→ **REQUIREMENTS**: In the records below, present the lines starting at the one containing "of the wooden" and ending at the one containing "pixel 178 235" as a numbered list, skipping any blank lines. Include only those lines.

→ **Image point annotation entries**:
○ ○ ○ ○

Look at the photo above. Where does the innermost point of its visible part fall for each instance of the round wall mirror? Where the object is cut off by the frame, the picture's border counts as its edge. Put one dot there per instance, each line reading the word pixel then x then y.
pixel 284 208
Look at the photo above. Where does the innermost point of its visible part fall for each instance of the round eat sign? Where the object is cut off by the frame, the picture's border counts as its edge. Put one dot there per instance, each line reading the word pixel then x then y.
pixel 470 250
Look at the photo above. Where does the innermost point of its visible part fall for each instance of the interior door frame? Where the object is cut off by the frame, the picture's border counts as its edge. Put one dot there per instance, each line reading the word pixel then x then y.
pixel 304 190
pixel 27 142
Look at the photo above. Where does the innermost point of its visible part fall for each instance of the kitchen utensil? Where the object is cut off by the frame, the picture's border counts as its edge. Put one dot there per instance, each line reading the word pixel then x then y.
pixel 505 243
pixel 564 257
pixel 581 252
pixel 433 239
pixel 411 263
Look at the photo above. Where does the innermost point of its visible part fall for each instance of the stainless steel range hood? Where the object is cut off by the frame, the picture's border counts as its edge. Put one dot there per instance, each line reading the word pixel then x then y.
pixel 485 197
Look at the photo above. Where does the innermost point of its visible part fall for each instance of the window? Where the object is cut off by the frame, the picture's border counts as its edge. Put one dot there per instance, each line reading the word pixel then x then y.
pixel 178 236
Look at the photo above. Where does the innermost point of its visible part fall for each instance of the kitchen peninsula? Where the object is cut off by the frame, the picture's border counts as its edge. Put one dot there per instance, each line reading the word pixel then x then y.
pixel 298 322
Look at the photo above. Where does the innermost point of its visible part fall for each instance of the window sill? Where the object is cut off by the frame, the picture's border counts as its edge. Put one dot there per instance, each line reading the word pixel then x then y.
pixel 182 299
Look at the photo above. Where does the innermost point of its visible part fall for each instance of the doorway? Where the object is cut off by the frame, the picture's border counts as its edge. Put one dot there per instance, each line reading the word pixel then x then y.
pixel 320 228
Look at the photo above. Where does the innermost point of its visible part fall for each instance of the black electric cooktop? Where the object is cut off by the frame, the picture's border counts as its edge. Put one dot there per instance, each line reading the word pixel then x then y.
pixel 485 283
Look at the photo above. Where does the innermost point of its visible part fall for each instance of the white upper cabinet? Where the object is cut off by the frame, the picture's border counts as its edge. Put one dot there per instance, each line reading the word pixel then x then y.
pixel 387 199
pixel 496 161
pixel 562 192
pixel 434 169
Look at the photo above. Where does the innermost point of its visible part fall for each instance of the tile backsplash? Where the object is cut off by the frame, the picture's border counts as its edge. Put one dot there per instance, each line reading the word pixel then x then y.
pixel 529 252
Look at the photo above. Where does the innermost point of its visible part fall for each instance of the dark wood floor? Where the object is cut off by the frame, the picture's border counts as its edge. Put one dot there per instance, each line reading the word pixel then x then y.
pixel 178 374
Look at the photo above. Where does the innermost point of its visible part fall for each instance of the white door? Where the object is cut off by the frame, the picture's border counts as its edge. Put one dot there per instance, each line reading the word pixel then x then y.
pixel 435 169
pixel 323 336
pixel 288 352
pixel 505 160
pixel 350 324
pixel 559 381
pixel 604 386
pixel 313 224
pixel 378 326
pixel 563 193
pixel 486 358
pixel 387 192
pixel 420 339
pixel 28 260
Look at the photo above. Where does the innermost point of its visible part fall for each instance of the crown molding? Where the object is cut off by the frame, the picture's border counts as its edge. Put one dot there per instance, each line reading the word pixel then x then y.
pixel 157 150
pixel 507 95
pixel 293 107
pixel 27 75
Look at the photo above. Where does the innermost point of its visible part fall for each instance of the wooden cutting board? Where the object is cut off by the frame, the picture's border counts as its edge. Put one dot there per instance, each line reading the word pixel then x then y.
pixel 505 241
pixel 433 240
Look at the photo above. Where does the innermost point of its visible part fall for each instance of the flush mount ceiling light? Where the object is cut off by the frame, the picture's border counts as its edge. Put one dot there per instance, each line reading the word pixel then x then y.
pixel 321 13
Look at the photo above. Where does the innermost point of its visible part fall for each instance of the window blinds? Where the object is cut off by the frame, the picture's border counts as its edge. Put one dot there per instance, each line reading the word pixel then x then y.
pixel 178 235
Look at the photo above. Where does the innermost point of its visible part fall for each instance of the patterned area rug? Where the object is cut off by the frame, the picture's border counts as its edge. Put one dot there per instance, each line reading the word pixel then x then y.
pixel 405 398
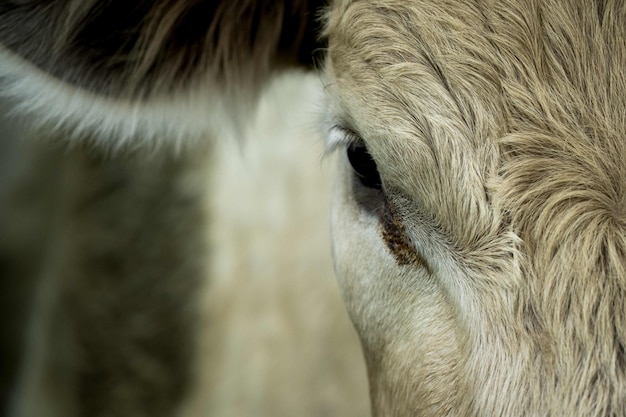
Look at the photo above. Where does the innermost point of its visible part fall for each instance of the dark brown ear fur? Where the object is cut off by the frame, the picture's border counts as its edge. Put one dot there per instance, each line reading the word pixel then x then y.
pixel 119 46
pixel 78 62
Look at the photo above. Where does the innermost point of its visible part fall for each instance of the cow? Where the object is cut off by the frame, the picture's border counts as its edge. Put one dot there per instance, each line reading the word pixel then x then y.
pixel 478 222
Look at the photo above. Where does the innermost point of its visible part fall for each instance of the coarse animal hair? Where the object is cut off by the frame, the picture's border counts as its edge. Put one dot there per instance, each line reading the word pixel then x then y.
pixel 484 262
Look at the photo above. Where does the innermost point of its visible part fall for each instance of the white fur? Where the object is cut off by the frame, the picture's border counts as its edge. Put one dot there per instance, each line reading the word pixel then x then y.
pixel 187 116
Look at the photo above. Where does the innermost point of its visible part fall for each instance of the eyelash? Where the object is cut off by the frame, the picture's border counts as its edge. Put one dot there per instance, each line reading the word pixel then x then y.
pixel 340 137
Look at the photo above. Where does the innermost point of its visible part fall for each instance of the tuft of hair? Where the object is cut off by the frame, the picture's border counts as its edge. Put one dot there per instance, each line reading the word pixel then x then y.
pixel 167 71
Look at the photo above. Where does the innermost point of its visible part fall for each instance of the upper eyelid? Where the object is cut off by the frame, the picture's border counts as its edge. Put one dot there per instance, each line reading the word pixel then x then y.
pixel 339 136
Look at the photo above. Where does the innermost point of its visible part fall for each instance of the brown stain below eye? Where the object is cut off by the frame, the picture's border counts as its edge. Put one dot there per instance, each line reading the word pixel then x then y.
pixel 394 234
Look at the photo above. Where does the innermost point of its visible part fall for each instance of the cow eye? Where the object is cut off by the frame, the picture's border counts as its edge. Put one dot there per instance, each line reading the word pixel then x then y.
pixel 364 166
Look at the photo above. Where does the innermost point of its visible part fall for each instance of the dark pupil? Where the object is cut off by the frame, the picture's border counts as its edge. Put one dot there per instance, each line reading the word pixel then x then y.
pixel 364 166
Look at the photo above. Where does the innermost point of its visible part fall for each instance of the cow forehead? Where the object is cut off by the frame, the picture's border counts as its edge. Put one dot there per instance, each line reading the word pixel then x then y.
pixel 487 86
pixel 405 76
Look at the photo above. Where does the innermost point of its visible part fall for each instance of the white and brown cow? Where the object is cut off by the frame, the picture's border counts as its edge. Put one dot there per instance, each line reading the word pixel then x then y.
pixel 479 219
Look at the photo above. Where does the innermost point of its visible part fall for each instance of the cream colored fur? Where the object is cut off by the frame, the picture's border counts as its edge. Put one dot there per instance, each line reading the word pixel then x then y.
pixel 497 128
pixel 498 132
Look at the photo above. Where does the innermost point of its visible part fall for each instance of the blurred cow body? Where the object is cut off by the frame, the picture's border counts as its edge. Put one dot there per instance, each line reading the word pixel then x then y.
pixel 478 227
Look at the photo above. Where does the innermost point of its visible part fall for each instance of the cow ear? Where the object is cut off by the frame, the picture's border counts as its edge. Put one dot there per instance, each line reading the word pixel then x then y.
pixel 147 69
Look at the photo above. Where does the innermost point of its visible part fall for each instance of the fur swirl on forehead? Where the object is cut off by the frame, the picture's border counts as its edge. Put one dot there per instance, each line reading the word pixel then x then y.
pixel 147 68
pixel 515 119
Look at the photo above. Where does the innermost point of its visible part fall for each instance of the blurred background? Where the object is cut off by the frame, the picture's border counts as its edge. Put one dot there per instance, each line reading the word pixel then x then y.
pixel 247 220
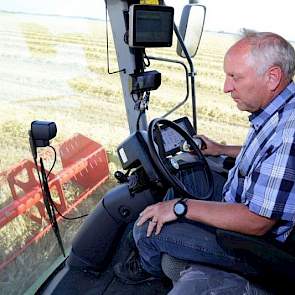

○ ○ ○ ○

→ **REPLY TO THE TASK**:
1. Look at the photo above. Where does the innermost point of its visible part fall for each instance of the wooden cutting board? Where the object is cut off by the frame, the picture's border counts as its edge. Put one dot there per instance, each line reading the word pixel then x then y.
2. pixel 505 241
3. pixel 433 240
4. Look at the photo above. Where does the innermost point of its visible part fall for each instance of the flush mount ceiling light? Where the object is cut off by the frame, the picture's border counts as its edge. Put one dot there per instance, each line reading the word pixel then x then y.
5. pixel 321 13
6. Look at the photo above. Where does the innermost point of its visible part fall for each instance of the window blinds? Where the object is cut off by the frame, the picture's border counts as its edge. Put one dot there per instance, each line reading the word pixel then x then y.
7. pixel 178 235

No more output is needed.